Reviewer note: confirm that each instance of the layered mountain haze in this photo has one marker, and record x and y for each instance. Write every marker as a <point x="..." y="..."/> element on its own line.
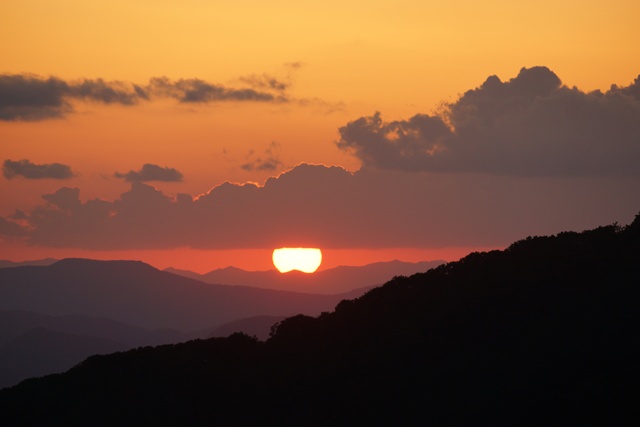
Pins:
<point x="54" y="314"/>
<point x="331" y="281"/>
<point x="544" y="332"/>
<point x="138" y="294"/>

+++

* GOAL *
Set the data above down again exactly as given, with no pictures.

* SOLUTION FOR THIS PROBLEM *
Reviewer note: confirm that each instance of the layered mountain haze in this photo has one marker, and record x and y for each instance. Write every marker as a <point x="..." y="..."/> element on its own line.
Pins:
<point x="54" y="314"/>
<point x="331" y="281"/>
<point x="544" y="332"/>
<point x="138" y="294"/>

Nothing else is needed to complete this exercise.